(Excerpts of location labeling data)
++++++++++

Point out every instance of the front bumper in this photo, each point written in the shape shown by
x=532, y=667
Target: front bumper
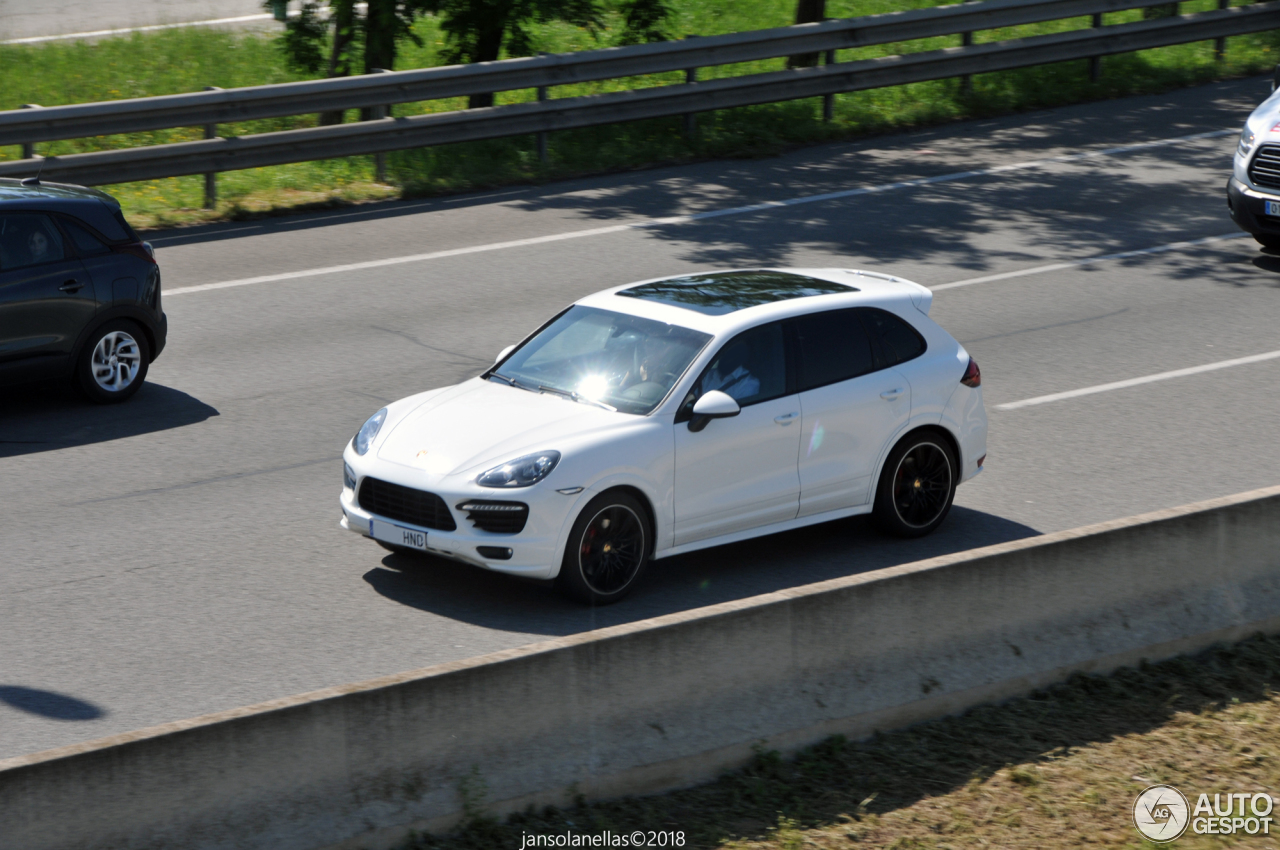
x=535, y=551
x=1248, y=208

++++++++++

Copy out the listing above line for line with no changes, and leave the pictures out.

__Solution below__.
Point out every instance of the front bumper in this photo, each point written in the shape shown by
x=532, y=667
Target: front bumper
x=535, y=551
x=1248, y=208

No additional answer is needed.